**Required task:**
How many of the rows below contain the string "silver", with case counting? Give only the number.
──────── Given records ────────
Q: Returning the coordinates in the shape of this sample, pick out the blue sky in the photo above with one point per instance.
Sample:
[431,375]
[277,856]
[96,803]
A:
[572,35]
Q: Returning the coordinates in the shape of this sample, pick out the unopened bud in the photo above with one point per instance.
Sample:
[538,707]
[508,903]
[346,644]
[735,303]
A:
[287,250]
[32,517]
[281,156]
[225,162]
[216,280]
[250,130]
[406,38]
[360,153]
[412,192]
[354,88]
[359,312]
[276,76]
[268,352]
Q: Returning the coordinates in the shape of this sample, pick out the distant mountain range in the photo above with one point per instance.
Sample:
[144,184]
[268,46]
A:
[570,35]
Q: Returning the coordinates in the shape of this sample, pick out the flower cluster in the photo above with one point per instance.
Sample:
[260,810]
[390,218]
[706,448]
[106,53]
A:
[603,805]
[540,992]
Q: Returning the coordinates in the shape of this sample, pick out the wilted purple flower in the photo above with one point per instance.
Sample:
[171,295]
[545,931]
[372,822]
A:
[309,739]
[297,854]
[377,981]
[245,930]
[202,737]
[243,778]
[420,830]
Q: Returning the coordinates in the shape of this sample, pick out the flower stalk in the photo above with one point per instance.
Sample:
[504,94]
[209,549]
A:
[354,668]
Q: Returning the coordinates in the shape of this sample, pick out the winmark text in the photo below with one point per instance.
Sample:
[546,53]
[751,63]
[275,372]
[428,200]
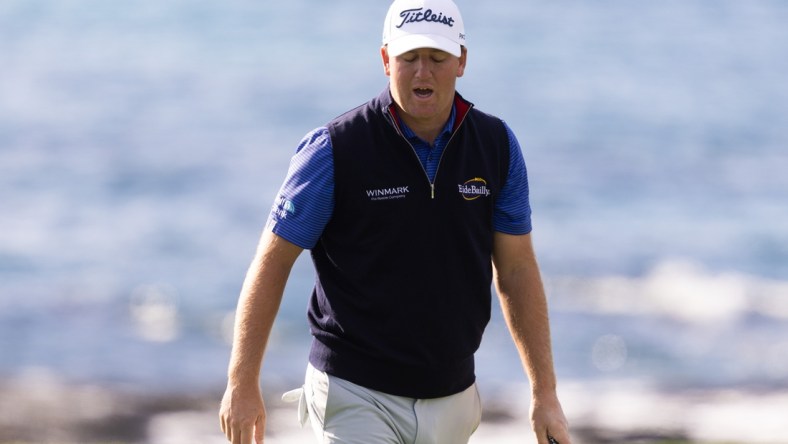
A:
[388,193]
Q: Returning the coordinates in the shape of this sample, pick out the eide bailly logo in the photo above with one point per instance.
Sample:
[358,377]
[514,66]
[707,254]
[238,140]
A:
[474,188]
[419,15]
[388,193]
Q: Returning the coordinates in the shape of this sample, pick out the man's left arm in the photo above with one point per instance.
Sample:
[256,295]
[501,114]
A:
[521,292]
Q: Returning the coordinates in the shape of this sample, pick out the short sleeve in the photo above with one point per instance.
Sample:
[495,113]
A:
[513,209]
[305,202]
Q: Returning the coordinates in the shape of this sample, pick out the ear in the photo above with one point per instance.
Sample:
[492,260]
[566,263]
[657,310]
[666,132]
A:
[463,61]
[384,54]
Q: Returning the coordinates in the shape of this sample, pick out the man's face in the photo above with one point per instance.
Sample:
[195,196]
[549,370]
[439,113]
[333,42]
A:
[423,82]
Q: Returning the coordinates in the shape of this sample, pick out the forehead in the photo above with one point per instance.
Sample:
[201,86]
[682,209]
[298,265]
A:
[426,52]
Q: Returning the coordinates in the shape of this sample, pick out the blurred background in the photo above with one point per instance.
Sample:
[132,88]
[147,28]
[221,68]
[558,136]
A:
[142,143]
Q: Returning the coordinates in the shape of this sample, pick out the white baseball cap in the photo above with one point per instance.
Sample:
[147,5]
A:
[412,24]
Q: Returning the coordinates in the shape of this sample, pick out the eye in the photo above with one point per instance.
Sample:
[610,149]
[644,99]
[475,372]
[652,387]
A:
[409,57]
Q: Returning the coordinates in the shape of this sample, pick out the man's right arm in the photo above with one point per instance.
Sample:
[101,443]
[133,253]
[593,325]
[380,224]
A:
[242,410]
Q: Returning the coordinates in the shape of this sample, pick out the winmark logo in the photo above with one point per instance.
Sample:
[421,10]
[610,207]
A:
[388,193]
[474,189]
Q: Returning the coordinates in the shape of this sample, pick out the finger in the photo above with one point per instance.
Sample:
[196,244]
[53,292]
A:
[246,435]
[259,430]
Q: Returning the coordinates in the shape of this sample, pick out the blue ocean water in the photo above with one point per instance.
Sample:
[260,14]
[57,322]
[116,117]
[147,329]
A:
[142,143]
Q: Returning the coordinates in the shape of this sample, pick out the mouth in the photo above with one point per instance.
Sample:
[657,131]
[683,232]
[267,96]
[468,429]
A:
[422,93]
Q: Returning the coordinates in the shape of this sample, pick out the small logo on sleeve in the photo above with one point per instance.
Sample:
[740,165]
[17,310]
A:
[283,207]
[474,188]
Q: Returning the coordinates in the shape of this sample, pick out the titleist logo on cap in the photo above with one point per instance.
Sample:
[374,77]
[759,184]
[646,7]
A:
[418,15]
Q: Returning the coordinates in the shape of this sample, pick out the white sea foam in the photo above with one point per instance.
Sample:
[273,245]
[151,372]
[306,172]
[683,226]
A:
[678,289]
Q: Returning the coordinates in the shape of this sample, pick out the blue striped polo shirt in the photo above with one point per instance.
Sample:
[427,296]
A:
[305,202]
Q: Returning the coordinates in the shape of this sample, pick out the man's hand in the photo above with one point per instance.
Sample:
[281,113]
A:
[242,415]
[548,420]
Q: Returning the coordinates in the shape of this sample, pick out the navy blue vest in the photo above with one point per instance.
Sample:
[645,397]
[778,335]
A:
[404,266]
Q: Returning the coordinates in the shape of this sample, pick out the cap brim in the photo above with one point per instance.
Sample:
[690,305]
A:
[415,41]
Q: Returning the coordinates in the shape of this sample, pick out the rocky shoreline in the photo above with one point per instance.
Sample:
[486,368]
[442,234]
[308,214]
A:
[45,410]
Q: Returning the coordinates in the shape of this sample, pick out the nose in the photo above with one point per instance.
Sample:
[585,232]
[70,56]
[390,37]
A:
[423,67]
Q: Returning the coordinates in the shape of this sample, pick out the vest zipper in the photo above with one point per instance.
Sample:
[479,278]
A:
[413,150]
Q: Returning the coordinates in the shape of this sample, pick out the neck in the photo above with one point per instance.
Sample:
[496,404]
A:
[426,129]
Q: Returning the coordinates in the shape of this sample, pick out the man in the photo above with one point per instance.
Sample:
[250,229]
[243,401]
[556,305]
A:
[411,205]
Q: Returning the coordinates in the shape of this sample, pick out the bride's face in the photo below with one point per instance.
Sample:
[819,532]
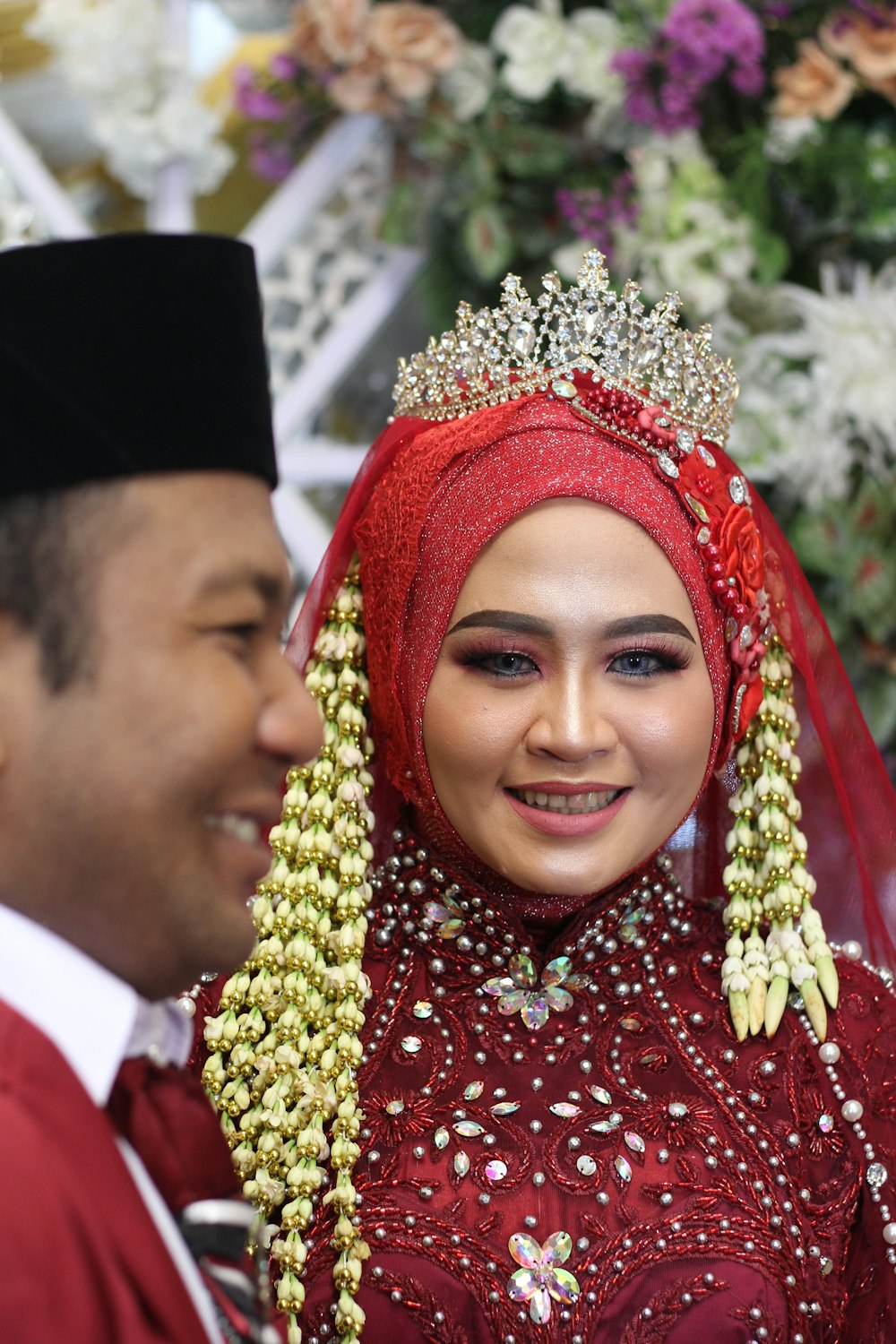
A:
[568,720]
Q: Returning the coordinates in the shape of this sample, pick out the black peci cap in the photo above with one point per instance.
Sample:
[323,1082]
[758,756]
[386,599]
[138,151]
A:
[129,355]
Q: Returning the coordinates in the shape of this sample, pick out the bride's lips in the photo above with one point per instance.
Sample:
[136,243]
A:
[565,809]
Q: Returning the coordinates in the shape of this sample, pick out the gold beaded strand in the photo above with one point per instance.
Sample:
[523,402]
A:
[767,882]
[284,1046]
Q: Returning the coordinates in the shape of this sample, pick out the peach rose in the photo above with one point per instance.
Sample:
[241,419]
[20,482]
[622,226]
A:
[414,34]
[362,89]
[306,42]
[869,47]
[341,27]
[815,86]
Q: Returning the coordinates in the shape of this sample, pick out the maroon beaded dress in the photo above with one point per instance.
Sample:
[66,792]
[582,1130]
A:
[564,1140]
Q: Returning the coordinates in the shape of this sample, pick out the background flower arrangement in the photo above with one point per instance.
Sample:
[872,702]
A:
[742,153]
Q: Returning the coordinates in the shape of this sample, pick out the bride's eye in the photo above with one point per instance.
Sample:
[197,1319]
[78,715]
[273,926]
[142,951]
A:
[500,663]
[648,663]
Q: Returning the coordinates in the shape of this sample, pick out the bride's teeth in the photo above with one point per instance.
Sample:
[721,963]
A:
[568,803]
[241,828]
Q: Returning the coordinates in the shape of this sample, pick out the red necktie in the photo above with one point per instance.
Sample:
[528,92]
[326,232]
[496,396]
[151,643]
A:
[174,1129]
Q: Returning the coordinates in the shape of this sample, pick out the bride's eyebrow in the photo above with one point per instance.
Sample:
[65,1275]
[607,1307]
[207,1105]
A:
[653,624]
[521,624]
[516,621]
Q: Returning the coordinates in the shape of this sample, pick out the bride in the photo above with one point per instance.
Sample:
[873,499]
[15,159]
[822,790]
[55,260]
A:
[559,1050]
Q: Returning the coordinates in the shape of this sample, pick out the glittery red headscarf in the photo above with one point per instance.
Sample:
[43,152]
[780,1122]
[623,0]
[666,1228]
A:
[432,495]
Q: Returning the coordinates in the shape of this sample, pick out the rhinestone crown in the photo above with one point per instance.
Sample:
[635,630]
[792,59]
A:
[495,355]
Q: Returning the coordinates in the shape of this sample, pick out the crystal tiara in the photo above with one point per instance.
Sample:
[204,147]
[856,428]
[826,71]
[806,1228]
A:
[495,355]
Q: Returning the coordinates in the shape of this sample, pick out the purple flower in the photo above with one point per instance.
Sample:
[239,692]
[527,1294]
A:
[254,96]
[700,42]
[271,159]
[594,214]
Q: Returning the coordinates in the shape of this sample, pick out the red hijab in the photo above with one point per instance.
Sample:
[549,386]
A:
[427,499]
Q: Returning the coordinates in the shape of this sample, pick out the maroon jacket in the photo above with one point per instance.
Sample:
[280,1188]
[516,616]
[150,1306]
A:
[82,1260]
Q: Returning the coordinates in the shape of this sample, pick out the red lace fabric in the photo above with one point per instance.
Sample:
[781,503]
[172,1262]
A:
[426,500]
[705,1190]
[656,1180]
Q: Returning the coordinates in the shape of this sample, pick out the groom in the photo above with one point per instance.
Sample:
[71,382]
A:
[147,720]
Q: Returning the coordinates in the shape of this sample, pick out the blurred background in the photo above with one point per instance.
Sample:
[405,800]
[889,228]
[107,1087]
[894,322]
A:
[387,159]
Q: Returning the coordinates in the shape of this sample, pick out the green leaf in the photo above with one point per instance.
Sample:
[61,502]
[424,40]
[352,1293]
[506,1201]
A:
[487,241]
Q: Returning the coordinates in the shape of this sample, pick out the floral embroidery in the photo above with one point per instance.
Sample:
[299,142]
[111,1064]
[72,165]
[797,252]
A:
[447,916]
[521,992]
[540,1279]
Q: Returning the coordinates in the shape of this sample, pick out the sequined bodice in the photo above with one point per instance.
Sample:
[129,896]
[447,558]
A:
[568,1144]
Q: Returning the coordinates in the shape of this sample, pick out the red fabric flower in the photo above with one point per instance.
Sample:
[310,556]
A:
[740,553]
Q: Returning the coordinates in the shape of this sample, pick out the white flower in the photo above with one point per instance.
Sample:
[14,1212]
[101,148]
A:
[815,382]
[147,109]
[535,46]
[592,39]
[468,85]
[686,238]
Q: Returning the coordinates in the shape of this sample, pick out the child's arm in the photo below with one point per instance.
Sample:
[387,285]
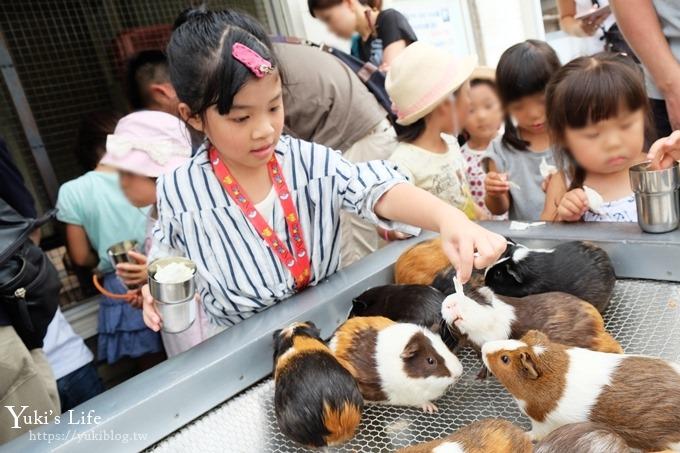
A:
[79,247]
[665,151]
[497,188]
[460,237]
[554,193]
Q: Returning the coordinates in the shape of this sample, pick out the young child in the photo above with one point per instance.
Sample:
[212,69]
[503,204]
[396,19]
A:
[597,113]
[97,215]
[514,183]
[144,146]
[480,129]
[256,211]
[429,104]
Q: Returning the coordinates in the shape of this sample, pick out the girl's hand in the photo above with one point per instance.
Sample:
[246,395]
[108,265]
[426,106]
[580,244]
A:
[133,273]
[664,152]
[461,238]
[496,184]
[152,318]
[572,206]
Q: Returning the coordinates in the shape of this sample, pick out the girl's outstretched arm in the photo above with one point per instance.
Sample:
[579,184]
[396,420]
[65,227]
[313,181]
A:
[461,238]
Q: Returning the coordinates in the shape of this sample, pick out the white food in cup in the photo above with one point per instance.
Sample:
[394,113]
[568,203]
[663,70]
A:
[173,273]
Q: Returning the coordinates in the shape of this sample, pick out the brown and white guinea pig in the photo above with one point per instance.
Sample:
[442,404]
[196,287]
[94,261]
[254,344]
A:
[584,437]
[577,268]
[484,436]
[396,363]
[416,304]
[316,400]
[480,316]
[420,264]
[637,397]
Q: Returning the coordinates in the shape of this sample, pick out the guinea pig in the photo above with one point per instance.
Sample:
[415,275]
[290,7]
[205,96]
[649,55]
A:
[487,436]
[420,264]
[577,268]
[396,363]
[584,437]
[316,400]
[416,304]
[480,316]
[637,397]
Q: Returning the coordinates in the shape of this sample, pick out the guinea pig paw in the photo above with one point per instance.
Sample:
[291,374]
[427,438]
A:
[430,408]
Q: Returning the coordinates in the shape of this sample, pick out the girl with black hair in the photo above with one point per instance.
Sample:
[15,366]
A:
[513,183]
[257,211]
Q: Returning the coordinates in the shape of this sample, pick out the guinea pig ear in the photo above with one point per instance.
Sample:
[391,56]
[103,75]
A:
[528,365]
[514,274]
[410,350]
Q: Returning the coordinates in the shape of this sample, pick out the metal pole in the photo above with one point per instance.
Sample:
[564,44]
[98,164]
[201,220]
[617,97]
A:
[18,95]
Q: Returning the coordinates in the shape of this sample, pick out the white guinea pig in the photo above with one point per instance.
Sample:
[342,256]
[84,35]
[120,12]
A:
[396,363]
[637,397]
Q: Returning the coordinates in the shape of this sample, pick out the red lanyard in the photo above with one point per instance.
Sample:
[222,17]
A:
[297,264]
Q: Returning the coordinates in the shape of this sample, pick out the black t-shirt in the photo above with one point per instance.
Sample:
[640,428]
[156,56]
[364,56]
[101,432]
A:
[390,26]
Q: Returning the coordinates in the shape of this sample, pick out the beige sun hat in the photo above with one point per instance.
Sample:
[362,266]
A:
[421,77]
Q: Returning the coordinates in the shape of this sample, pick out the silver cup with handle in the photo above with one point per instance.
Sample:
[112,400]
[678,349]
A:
[175,300]
[657,196]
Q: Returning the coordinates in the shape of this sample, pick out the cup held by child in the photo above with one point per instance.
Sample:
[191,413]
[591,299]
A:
[172,286]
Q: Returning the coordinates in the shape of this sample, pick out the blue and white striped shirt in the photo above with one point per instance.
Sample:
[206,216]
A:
[237,274]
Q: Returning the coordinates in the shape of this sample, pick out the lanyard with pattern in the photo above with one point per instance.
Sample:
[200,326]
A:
[298,264]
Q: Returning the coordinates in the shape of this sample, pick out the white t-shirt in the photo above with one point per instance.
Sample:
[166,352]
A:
[65,351]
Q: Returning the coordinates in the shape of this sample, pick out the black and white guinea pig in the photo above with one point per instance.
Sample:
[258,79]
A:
[637,397]
[577,268]
[316,400]
[488,436]
[584,437]
[416,304]
[396,363]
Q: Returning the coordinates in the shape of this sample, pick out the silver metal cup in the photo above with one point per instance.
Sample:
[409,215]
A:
[657,197]
[174,301]
[118,253]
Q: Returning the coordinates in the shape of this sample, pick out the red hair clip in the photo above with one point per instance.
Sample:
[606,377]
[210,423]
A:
[251,60]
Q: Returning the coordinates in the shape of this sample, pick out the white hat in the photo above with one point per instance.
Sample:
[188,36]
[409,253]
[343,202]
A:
[421,77]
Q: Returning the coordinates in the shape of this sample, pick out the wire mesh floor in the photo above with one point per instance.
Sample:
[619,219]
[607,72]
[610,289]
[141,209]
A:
[644,317]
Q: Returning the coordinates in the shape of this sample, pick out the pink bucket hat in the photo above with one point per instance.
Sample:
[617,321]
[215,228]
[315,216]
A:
[148,143]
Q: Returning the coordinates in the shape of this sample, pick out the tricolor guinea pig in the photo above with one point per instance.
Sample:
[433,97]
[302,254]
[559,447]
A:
[416,304]
[396,363]
[637,397]
[316,400]
[584,437]
[480,316]
[577,268]
[484,436]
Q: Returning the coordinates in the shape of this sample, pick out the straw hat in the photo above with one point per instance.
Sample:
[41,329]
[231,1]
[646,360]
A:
[148,143]
[421,77]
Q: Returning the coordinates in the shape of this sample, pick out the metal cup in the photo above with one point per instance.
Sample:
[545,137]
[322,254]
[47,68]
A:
[657,197]
[118,253]
[174,301]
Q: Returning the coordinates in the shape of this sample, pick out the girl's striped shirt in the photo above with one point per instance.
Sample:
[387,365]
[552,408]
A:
[237,274]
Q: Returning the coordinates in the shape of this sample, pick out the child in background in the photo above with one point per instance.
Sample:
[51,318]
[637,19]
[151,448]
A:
[598,114]
[429,104]
[481,128]
[97,215]
[259,212]
[144,146]
[514,183]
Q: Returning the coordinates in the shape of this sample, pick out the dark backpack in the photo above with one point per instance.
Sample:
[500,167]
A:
[29,283]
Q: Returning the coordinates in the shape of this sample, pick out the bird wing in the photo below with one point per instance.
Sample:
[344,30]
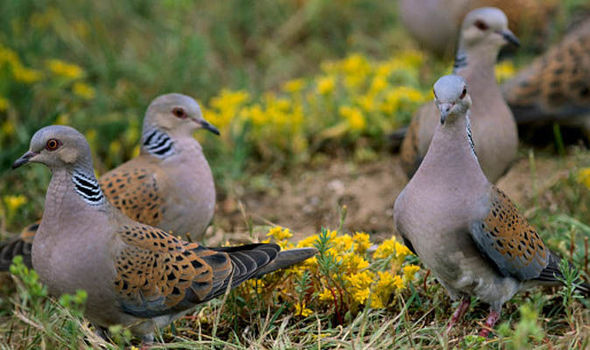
────────
**Response:**
2